From c0ca2127bede0ff4177e0e99d65cf3cc2f6fa7ba Mon Sep 17 00:00:00 2001
From: WANDY666 <1060304770@qq.com>
Date: Thu, 14 May 2026 05:56:28 +0000
Subject: [PATCH 14/20] minor improvements

---
 .../layer_infer/transformer_layer_infer.py    | 62 +++++--------------
 1 file changed, 15 insertions(+), 47 deletions(-)

diff --git a/lightllm/models/gemma4/layer_infer/transformer_layer_infer.py b/lightllm/models/gemma4/layer_infer/transformer_layer_infer.py
index af5635f3cc..10168e5b70 100644
--- a/lightllm/models/gemma4/layer_infer/transformer_layer_infer.py
+++ b/lightllm/models/gemma4/layer_infer/transformer_layer_infer.py
@@ -342,54 +342,26 @@ def _ffn(self, input_embdings, infer_state: InferStateInfo, layer_weight: Gemma4
 
     # ----- block-level forwards (PLE fusion + layer_scalar at the end) ----
 
-    def _apply_per_layer_embed(self, hidden_states, infer_state, layer_weight):
-        """E-series: gate hidden_states through per_layer_embed slice and add
-        the projected contribution back as a residual. Matches HF
-        Gemma4TextDecoderLayer.forward (lines 1401–1408 in transformers 5.5.4)

•••

| TASKS TO PERFORM |
A. How many insertions and deletions does the patch report?
B. Write out the patch from "# ----- block-level" to "in transformers 5.5.4)".
The material that follows is not needed here.

•••

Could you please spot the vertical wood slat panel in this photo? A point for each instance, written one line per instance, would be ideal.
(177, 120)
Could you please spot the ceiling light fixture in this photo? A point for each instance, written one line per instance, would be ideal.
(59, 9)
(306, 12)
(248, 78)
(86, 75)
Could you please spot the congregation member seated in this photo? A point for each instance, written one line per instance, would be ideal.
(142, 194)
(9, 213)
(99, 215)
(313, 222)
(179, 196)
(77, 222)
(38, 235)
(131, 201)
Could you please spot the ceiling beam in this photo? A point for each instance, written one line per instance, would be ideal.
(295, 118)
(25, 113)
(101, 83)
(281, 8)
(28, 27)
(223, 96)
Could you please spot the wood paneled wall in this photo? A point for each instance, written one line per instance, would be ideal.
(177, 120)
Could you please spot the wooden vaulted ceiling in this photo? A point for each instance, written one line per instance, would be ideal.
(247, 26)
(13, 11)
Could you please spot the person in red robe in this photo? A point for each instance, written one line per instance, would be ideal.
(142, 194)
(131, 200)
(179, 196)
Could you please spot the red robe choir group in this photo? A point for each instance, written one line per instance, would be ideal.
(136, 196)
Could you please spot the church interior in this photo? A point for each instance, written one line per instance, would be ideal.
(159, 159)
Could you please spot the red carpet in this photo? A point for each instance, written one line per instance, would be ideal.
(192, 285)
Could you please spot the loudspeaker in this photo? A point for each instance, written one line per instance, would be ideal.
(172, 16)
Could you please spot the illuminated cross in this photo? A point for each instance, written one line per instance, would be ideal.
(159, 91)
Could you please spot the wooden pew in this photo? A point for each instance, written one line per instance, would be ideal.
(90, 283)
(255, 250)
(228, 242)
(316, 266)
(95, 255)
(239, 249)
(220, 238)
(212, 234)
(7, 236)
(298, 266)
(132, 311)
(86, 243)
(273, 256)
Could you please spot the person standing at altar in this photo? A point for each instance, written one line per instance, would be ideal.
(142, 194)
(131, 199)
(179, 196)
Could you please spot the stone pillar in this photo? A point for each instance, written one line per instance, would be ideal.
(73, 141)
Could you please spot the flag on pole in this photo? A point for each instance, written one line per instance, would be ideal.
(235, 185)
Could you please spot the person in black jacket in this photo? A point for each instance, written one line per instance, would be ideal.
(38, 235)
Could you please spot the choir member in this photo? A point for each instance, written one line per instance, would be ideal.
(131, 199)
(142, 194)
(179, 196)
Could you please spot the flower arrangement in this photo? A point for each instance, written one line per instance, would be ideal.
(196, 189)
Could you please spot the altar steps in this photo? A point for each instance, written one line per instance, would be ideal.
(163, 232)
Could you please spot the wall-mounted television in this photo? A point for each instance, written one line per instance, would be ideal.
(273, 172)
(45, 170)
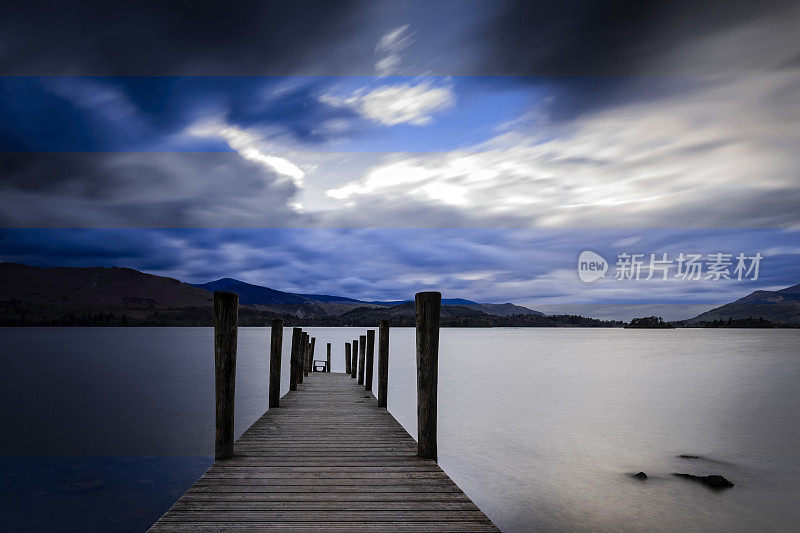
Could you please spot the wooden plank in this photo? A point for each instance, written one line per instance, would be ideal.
(327, 460)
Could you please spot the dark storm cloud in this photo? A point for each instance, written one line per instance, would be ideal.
(167, 189)
(610, 38)
(149, 113)
(589, 54)
(180, 37)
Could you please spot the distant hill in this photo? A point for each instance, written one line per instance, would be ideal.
(314, 305)
(95, 295)
(782, 306)
(100, 296)
(250, 294)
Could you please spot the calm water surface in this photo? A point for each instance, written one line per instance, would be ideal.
(105, 427)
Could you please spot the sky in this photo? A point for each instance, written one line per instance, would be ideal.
(375, 149)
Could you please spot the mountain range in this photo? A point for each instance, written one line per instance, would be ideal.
(124, 296)
(781, 306)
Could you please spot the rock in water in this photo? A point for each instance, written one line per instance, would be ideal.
(714, 481)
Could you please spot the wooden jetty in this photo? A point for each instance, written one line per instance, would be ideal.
(328, 458)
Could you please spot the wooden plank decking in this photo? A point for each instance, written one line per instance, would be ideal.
(328, 459)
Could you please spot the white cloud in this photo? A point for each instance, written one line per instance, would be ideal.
(646, 164)
(389, 48)
(250, 147)
(397, 104)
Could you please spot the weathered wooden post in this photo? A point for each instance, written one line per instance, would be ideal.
(328, 366)
(354, 362)
(297, 336)
(306, 346)
(301, 357)
(383, 362)
(226, 316)
(275, 348)
(362, 345)
(369, 360)
(428, 308)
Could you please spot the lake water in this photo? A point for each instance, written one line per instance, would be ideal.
(103, 428)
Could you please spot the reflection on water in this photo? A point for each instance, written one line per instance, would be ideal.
(541, 427)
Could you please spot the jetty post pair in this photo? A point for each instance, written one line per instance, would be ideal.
(359, 360)
(428, 309)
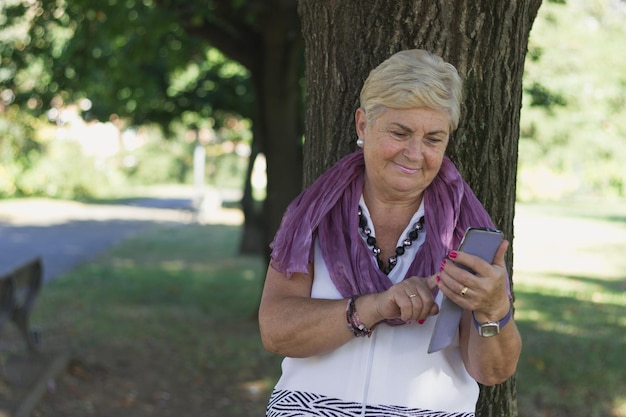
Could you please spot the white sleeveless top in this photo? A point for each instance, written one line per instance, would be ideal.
(389, 373)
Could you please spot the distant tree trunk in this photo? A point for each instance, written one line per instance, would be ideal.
(276, 70)
(485, 41)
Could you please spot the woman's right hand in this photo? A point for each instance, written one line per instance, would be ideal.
(410, 300)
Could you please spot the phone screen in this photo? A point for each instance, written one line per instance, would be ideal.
(482, 242)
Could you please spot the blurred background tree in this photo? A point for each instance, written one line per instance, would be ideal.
(573, 120)
(163, 62)
(167, 73)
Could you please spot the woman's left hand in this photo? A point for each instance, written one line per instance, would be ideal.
(484, 292)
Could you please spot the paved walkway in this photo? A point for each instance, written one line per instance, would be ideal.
(67, 233)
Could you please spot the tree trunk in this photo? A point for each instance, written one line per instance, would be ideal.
(278, 121)
(485, 41)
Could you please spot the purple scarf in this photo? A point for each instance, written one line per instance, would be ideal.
(328, 209)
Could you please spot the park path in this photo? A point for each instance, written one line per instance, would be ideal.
(67, 233)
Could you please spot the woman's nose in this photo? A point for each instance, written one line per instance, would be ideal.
(414, 149)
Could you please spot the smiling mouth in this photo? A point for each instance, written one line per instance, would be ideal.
(407, 170)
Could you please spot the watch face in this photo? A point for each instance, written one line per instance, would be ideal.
(489, 329)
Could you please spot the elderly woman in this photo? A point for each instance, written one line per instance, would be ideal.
(370, 249)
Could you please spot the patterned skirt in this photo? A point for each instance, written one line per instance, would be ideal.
(285, 403)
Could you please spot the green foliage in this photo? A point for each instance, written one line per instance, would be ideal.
(132, 59)
(19, 147)
(573, 120)
(55, 176)
(570, 308)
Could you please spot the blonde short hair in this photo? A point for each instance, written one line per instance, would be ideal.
(413, 78)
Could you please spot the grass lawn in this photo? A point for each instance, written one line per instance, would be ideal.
(164, 324)
(570, 286)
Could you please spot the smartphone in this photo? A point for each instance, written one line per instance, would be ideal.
(482, 242)
(478, 241)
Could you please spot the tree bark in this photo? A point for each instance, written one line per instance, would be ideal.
(486, 41)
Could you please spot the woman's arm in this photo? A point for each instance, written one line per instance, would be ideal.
(489, 360)
(296, 325)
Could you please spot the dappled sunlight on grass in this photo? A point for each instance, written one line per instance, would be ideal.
(570, 293)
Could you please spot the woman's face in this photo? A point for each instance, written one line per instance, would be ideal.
(403, 150)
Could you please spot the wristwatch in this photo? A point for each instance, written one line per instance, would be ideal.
(491, 328)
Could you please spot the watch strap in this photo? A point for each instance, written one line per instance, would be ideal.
(501, 323)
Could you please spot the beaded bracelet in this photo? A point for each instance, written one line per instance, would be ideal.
(355, 324)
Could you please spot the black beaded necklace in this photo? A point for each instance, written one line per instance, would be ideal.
(371, 241)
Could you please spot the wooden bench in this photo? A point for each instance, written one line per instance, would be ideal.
(18, 290)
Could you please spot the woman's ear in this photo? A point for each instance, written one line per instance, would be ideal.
(361, 122)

•••

| FULL SOLUTIONS |
A. 15 insertions and 47 deletions.

B.
# ----- block-level forwards (PLE fusion + layer_scalar at the end) ----
 
-    def _apply_per_layer_embed(self, hidden_states, infer_state, layer_weight):
-        """E-series: gate hidden_states through per_layer_embed slice and add
-        the projected contribution back as a residual. Matches HF
-        Gemma4TextDecoderLayer.forward (lines 1401–1408 in transformers 5.5.4)